:: DATASET ROWS ::

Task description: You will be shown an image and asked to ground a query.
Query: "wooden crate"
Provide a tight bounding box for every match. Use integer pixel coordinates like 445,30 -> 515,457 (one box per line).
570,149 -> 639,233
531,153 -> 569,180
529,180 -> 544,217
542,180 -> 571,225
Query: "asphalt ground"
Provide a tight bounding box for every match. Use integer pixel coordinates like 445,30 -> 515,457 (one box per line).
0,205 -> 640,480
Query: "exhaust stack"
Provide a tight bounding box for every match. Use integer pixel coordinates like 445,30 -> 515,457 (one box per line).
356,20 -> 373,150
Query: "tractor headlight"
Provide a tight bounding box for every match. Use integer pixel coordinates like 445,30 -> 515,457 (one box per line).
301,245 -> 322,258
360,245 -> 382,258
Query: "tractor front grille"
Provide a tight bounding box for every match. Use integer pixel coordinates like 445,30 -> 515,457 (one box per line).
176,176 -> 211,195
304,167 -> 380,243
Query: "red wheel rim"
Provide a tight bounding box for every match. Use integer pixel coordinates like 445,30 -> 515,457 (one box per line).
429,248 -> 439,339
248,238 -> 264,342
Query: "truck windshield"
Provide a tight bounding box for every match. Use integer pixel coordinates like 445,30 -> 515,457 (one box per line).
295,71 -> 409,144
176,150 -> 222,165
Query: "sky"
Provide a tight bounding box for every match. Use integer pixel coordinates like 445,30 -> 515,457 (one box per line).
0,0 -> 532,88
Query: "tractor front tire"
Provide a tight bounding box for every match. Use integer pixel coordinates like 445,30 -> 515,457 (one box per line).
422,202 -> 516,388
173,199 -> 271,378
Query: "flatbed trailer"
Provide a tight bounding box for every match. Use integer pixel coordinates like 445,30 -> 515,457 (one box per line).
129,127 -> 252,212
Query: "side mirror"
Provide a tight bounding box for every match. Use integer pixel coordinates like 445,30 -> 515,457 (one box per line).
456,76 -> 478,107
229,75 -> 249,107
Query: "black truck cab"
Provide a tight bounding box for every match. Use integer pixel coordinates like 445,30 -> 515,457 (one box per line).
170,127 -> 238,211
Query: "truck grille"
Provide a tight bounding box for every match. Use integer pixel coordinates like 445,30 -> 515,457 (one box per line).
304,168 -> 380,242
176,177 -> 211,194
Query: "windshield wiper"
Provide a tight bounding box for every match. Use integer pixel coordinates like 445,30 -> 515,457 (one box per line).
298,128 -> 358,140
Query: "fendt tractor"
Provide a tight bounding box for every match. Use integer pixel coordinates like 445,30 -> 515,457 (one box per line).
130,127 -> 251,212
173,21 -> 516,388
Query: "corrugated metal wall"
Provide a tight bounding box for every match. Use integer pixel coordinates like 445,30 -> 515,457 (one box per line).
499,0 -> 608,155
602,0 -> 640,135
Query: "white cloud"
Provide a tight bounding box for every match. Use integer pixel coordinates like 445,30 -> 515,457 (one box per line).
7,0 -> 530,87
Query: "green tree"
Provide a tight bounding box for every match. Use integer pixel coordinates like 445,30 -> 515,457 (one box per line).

:::

- WRITTEN EXERCISE
Print every entry exactly as written.

- COMPLETED EXERCISE
Task description: You will be shown an image and asked to ground a query.
Query: "wooden crate"
Provide a tight bounding box for every match. Use integer pixel coordinates like 445,30 -> 515,457 (one box per line).
570,149 -> 639,233
531,153 -> 569,180
529,180 -> 544,217
542,180 -> 571,225
Query: "asphalt ground"
Provide a tight bounding box for every match. Use integer pixel coordinates like 445,30 -> 515,457 (one box per line).
0,205 -> 640,480
Query: "exhaust stack"
Provide a tight bounding box for every match. Use integer pixel coordinates like 445,30 -> 515,457 (one box per line).
356,20 -> 373,150
Query: "tractor headlight"
Provide a tight bounding box for every match. Use integer pixel coordinates like 445,30 -> 515,457 (one box per line).
301,245 -> 322,258
360,245 -> 382,258
Query: "tractor front grille"
Provide a tight bounding box for every match. Use integer pixel coordinates like 445,30 -> 515,457 (one box per line).
176,176 -> 211,195
304,167 -> 380,243
Query: "red wheel rim"
Provide a tight bounding box for every match. Use integer pixel coordinates like 445,30 -> 515,457 (one box per line).
429,248 -> 439,339
248,238 -> 264,342
Query: "truck windshield"
Provide a tight bounding box for every match. Use integer pixel coordinates like 445,30 -> 515,457 (one box per line).
295,71 -> 409,144
176,150 -> 222,165
Query: "sky"
Provide a tight bounding box for every match. Use integer pixel coordinates like 445,30 -> 515,457 (one box per line).
0,0 -> 532,88
Query: "tractor front tire"
Provide a tight bounding box for every match. Use integer pixel coordinates like 445,30 -> 515,457 (one box per line).
422,202 -> 516,388
173,199 -> 271,378
Query: "flatbed trailer"
Provide a tight bounding box for every match. Use integer pixel coordinates like 445,30 -> 515,457 (one box per line).
129,127 -> 252,212
Query: "side mirror"
Provide a tight bounding box for every match. Use integer pixel coordinates like 445,30 -> 515,457 (one box per line).
456,76 -> 478,107
229,75 -> 249,107
Query: "black truck cab"
Provide a tight bounding box for every match. Use integer pixel coordinates like 445,30 -> 515,457 (one box per line).
170,127 -> 238,211
Query: "truck grille"
Provide a tight bounding box for every match. Use integer pixel coordinates like 445,30 -> 515,457 (one box per line).
304,168 -> 380,242
176,177 -> 211,194
Query: "windshield wiper"
Provide a tight bounding box for every match. Use integer pixel coordinates like 445,30 -> 515,457 (one box per line).
298,128 -> 358,140
Query: "fendt tractor"
Provide a tight bounding box for every match. Use integer pixel coordinates like 445,30 -> 515,457 (one box per line).
130,127 -> 251,212
173,21 -> 516,388
Query: "corrugated metal wall"
Provide a tight bounding box for every match. Use integer pixel coordinates like 445,30 -> 515,457 (one box per line).
499,0 -> 608,155
602,0 -> 640,135
Query: "white cloud"
Provide a tight bounding box for every match. Use integer pixel coordinates like 445,30 -> 515,457 (one box per line).
7,0 -> 530,87
Query: "green tree"
Provide a tight bounding box for every match. Use integer pixel coordinates like 445,30 -> 515,457 (one box per line).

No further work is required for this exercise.